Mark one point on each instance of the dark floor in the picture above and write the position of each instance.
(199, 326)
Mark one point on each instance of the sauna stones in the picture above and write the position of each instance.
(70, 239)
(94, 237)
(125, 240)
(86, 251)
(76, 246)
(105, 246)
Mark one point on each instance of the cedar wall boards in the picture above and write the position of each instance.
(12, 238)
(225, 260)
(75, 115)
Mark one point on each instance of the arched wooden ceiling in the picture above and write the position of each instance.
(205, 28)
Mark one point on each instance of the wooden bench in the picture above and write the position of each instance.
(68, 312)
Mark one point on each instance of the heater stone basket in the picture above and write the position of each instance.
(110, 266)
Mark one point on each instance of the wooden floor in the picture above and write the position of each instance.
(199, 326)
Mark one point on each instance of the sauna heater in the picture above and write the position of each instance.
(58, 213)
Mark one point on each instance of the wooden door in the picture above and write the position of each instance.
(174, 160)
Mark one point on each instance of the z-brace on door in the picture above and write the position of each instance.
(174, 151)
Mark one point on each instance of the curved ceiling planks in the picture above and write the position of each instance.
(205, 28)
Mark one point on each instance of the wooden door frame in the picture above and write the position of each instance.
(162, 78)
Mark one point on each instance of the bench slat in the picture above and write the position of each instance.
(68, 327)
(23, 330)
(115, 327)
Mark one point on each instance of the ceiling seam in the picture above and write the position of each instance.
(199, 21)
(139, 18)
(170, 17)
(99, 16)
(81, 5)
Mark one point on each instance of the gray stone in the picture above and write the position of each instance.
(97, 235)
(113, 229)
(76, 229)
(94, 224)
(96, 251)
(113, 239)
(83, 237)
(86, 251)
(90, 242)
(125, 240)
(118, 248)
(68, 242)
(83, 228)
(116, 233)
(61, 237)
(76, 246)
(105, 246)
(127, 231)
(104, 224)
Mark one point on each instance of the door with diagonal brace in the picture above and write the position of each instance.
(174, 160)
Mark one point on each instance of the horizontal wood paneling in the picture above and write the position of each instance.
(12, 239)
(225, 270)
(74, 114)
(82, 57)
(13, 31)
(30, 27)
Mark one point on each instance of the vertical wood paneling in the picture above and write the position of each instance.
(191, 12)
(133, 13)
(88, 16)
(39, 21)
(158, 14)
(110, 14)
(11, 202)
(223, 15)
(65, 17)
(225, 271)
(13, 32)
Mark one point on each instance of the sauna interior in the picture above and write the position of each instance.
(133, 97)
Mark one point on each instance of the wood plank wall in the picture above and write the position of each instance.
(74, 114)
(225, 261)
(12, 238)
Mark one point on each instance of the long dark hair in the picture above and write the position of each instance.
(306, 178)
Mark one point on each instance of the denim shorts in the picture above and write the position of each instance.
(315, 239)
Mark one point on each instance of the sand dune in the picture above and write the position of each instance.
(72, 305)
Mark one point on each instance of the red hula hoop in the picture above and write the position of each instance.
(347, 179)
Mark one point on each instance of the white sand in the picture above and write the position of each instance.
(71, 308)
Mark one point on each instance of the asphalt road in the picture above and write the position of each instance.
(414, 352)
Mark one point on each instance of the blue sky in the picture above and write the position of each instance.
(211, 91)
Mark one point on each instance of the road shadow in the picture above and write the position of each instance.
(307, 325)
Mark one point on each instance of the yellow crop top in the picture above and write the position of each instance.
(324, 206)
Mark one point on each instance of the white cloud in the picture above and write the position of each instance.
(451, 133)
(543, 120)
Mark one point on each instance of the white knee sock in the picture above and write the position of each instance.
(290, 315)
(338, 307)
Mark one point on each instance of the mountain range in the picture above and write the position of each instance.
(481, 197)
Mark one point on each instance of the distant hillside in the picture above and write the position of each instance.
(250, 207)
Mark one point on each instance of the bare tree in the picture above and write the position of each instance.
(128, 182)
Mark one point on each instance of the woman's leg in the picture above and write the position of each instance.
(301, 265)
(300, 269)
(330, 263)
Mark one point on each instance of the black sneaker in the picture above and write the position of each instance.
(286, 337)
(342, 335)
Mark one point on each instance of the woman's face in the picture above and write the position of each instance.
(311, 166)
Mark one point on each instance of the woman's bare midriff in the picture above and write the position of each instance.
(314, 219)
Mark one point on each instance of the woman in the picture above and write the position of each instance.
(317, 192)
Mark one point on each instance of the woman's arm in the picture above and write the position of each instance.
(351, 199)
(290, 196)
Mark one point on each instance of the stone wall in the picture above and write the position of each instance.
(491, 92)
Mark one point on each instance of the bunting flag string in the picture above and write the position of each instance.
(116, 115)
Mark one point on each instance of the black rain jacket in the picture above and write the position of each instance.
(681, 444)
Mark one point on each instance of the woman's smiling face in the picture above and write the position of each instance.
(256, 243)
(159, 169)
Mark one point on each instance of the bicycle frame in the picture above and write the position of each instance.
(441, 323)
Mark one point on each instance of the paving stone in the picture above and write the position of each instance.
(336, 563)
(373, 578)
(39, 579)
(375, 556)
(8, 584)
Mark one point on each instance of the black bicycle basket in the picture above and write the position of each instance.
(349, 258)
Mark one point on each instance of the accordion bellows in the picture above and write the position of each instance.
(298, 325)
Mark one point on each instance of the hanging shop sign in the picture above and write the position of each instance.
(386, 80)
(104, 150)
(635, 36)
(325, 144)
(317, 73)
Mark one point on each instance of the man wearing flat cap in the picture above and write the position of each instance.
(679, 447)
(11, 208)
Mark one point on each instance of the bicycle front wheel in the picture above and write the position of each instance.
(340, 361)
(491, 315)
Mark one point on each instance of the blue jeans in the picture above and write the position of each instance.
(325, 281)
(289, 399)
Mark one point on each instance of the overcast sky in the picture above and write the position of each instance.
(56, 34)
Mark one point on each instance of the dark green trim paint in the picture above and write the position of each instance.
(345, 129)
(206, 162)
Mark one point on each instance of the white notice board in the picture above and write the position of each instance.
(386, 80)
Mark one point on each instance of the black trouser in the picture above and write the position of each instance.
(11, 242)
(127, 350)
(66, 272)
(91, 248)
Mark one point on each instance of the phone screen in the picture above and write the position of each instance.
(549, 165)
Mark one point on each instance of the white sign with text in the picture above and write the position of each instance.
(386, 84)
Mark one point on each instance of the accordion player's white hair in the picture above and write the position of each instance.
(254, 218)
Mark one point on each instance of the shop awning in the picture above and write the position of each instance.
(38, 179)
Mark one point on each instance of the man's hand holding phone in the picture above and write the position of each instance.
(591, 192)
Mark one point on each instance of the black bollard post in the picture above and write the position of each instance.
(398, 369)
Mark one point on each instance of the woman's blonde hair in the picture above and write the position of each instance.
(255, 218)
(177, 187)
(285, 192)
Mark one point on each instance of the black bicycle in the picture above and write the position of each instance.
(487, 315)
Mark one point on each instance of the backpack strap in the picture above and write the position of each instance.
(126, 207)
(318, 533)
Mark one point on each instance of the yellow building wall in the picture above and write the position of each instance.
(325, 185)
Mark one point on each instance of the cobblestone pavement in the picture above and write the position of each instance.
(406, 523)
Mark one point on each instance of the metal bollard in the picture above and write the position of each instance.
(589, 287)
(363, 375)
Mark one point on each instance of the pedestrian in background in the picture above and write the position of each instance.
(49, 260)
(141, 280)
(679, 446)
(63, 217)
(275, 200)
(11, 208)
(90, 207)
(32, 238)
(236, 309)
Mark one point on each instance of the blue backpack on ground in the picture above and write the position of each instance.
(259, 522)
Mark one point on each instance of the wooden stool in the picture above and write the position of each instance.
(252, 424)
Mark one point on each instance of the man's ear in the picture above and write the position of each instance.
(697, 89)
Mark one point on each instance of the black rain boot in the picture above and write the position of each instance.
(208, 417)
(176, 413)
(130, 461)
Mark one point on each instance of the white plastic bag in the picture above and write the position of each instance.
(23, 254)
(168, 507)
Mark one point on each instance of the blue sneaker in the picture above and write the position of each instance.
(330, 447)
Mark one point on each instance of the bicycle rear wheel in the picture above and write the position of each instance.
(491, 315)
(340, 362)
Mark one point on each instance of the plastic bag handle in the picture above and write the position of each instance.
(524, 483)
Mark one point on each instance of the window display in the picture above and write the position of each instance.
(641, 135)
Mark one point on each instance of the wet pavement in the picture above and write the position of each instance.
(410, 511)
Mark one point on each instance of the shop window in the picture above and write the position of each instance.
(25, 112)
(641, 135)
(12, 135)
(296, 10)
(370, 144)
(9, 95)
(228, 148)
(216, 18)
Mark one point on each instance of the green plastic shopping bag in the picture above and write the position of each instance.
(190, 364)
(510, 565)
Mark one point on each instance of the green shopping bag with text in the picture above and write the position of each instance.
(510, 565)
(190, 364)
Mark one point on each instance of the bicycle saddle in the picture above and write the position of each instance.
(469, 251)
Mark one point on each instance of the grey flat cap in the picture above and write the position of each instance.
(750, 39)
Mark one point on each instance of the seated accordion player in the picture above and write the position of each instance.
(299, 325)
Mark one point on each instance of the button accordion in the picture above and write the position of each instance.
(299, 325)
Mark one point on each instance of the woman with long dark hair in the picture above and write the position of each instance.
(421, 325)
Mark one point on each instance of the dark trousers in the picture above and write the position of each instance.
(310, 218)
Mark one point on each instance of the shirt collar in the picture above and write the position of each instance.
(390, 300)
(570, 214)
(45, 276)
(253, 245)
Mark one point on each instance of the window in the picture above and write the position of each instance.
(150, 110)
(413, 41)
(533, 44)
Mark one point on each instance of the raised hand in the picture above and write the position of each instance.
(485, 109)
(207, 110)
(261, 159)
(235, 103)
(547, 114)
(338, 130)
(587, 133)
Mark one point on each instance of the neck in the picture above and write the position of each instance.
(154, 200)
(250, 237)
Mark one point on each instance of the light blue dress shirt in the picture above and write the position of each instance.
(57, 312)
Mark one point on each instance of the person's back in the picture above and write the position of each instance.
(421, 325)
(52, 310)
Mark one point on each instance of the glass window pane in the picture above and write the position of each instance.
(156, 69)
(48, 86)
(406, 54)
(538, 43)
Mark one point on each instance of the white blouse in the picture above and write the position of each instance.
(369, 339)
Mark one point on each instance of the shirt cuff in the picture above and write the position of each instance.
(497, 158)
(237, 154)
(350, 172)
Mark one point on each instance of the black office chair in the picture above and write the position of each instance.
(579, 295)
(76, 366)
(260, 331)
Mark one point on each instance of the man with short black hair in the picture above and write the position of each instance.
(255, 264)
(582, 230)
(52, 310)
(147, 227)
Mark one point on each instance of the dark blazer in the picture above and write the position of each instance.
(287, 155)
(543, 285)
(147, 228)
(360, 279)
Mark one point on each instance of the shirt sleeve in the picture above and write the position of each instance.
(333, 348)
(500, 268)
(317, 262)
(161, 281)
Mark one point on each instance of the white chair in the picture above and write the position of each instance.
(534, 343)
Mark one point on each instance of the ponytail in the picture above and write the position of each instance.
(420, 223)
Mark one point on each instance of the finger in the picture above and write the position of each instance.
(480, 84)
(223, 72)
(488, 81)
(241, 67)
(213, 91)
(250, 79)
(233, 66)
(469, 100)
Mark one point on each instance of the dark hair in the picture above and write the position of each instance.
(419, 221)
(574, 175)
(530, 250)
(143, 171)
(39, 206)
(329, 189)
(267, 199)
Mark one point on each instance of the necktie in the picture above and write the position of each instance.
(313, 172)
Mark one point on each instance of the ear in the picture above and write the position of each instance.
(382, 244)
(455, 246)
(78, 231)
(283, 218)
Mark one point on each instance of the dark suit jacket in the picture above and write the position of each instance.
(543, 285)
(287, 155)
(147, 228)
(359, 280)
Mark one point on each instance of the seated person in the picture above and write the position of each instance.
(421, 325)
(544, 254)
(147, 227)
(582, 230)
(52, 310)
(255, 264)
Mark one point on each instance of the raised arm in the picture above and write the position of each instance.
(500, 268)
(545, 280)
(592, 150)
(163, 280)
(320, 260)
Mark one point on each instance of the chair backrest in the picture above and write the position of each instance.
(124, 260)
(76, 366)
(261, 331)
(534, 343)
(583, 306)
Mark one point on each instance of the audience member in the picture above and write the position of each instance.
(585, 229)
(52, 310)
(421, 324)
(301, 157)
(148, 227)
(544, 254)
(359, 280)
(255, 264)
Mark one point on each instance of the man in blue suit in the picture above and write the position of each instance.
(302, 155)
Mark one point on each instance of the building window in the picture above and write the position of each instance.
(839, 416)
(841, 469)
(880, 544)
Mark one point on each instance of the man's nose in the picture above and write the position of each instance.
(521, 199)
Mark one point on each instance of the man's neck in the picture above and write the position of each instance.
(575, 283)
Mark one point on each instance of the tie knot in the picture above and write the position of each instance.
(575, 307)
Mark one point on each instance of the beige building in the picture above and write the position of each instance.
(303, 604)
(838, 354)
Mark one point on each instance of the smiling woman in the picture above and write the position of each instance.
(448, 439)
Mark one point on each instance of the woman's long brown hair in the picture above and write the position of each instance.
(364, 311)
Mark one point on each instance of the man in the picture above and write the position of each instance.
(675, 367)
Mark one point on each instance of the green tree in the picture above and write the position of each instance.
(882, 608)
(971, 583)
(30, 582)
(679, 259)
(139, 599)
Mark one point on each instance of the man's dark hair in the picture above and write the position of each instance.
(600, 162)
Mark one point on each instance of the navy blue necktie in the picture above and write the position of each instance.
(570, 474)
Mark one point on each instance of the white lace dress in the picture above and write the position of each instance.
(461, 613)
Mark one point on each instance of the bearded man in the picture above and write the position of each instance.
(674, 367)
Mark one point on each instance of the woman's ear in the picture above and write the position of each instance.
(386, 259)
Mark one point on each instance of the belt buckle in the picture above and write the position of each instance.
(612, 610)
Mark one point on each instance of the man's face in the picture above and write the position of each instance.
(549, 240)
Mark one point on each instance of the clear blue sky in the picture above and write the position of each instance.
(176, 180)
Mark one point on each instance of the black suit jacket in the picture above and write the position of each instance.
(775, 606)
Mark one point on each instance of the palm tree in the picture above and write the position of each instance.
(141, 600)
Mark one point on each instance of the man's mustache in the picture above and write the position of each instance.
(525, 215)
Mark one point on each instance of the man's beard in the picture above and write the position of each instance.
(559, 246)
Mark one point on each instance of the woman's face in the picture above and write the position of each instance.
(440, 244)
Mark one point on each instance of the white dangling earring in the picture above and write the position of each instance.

*-*-*

Work to do — Beginning at the line that holds "Mark one point on each instance of the smiling", reproduce each line of the records above down to and including the last one.

Response to the task —
Mark one point on each instance of the smiling woman in the picture above and write the position of each instance.
(448, 439)
Mark one point on each instance of the woman's long brown hair in the picture above and write the position of each instance.
(364, 311)
Mark one point on each instance of the man in the picture above and write the position of each instance.
(675, 367)
Mark one point on each instance of the green tree in the picture above and write the position of each instance.
(882, 608)
(971, 583)
(30, 582)
(679, 259)
(139, 599)
Mark one point on each instance of the man's dark hair in the picture above and write the position of each instance.
(600, 162)
Mark one point on each instance of the navy blue necktie in the picture above and write the position of each instance.
(570, 474)
Mark one point on each instance of the white lace dress in the picture above and write the position of each instance.
(461, 613)
Mark one point on each instance of the bearded man in the picture above and write the position of each instance.
(674, 367)
Mark one point on each instance of the woman's ear in the picture above and write the position of each instance.
(386, 259)
Mark one point on each instance of the belt buckle in the picture above and write the position of each instance.
(612, 610)
Mark one point on each instance of the man's face in the picture above and write the position of each instance.
(549, 240)
Mark one point on each instance of the clear blue sky in the picture above and write the position of each instance.
(176, 180)
Mark one point on each instance of the black suit jacket in the picture above and write the position of each instance.
(775, 606)
Mark one point on each instance of the palm tree in the picture above and write the position of each instance.
(141, 600)
Mark one point on each instance of the man's mustache in the picture above and write the position of each instance.
(525, 215)
Mark one point on each instance of the man's beard in the picture above and write the position of each instance.
(559, 246)
Mark one point on each instance of the woman's face in the picture above and write the position of each instance.
(440, 244)
Mark one point on each instance of the white dangling earring in the picture above and write the position of each instance.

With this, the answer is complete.